[ACTIONS À MENER]
a: Recopiez le passage du texte sur la taupe, tout ce qui va de « Un insectivore bien » jusqu'à « drainage du terrain. ».
b: Pouvez-vous résumer le texte sur la taupe en deux phrases ?
c: Répondez à ces questions sur le texte sur la taupe :
(i) Que s'apprête-t-on à faire quand un tas de terre surgit au milieu du gazon ?
(ii) Quel est le nom latin de la taupe ?
(iii) À quoi contribuent ses galeries ?

[DOCUMENT]
▼▼▼

La taupe est-elle un véritable ennemi pour les potagers et jardins ou un animal utile ? Hormis les monticules de terre, que lui reproche-t-on ?
Quoi de plus agaçant que de voir surgir au beau milieu du gazon un tas de terre alors que l’on s’apprête à passer la tondeuse ? Cette surrection indésirable suffit à qualifier de nuisible son auteur. Haro sur les taupes diront certains. Halte au massacre dirons d’autres, plus touchés par le rôle et l’utilité de ce petit mammifère. Éclaircissons la question.
Un insectivore bien solitaire dans ses galeries
Talpa europaea est un mammifère fouisseur exclusivement insectivore qui ne consomme ni graines, ni racines, mais des larves d’insectes comme les vers blancs, les courtilières, les vers taupins et des annélides comme les lombrics vers de terre. Si la taupe peut très éventuellement déranger certaines racines de légumes, par exemple, elle ne les consomme jamais.
Si les lombrics sont reconnus bénéfiques dans les sols des jardins, les autres animaux cités sont par contre des ravageurs de culture. La taupe limite donc la propagation de ces «parasites». Reste que sa consommation de vers de terre est importante et qu’elle élimine donc du même coup des auxiliaires des jardiniers et agriculteurs, mais à l’inverse elle-même contribue par ses galeries au drainage du terrain.

▲▲▲

[INFORMATIONS FOURNIES]
▼▼▼

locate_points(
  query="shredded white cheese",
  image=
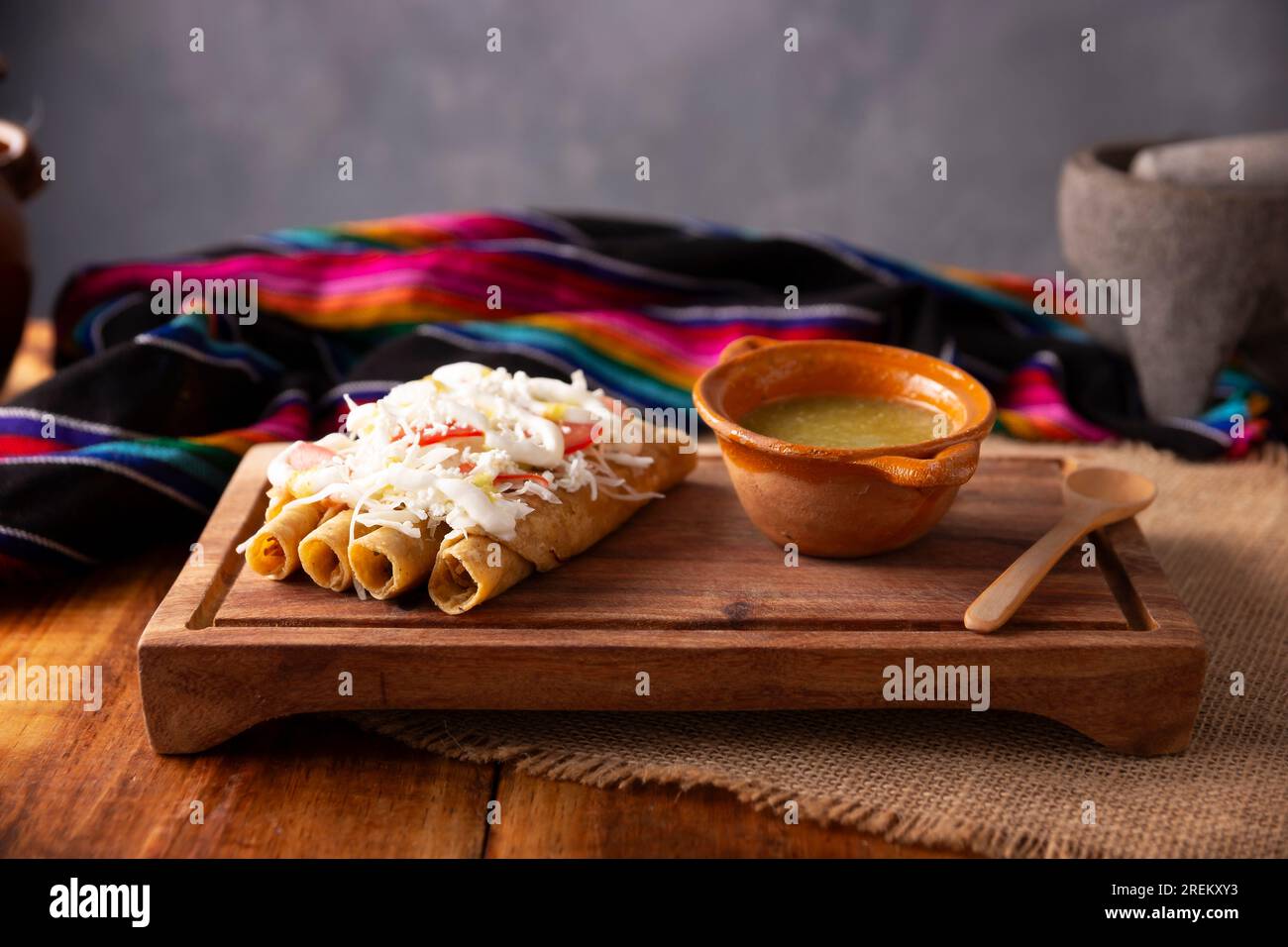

▲▲▲

[LES RÉPONSES]
a:
Un insectivore bien solitaire dans ses galeries
Talpa europaea est un mammifère fouisseur exclusivement insectivore qui ne consomme ni graines, ni racines, mais des larves d’insectes comme les vers blancs, les courtilières, les vers taupins et des annélides comme les lombrics vers de terre. Si la taupe peut très éventuellement déranger certaines racines de légumes, par exemple, elle ne les consomme jamais.
Si les lombrics sont reconnus bénéfiques dans les sols des jardins, les autres animaux cités sont par contre des ravageurs de culture. La taupe limite donc la propagation de ces «parasites». Reste que sa consommation de vers de terre est importante et qu’elle élimine donc du même coup des auxiliaires des jardiniers et agriculteurs, mais à l’inverse elle-même contribue par ses galeries au drainage du terrain.

b: La taupe est un mammifère fouisseur exclusivement insectivore qui mange des larves d'insectes et des vers de terre, mais jamais de graines ni de racines. Elle limite ainsi la propagation de ravageurs de culture, élimine aussi des vers de terre utiles aux jardiniers et contribue au drainage du terrain par ses galeries.

c:
(i) Passer la tondeuse.
(ii) Talpa europaea.
(iii) Au drainage du terrain.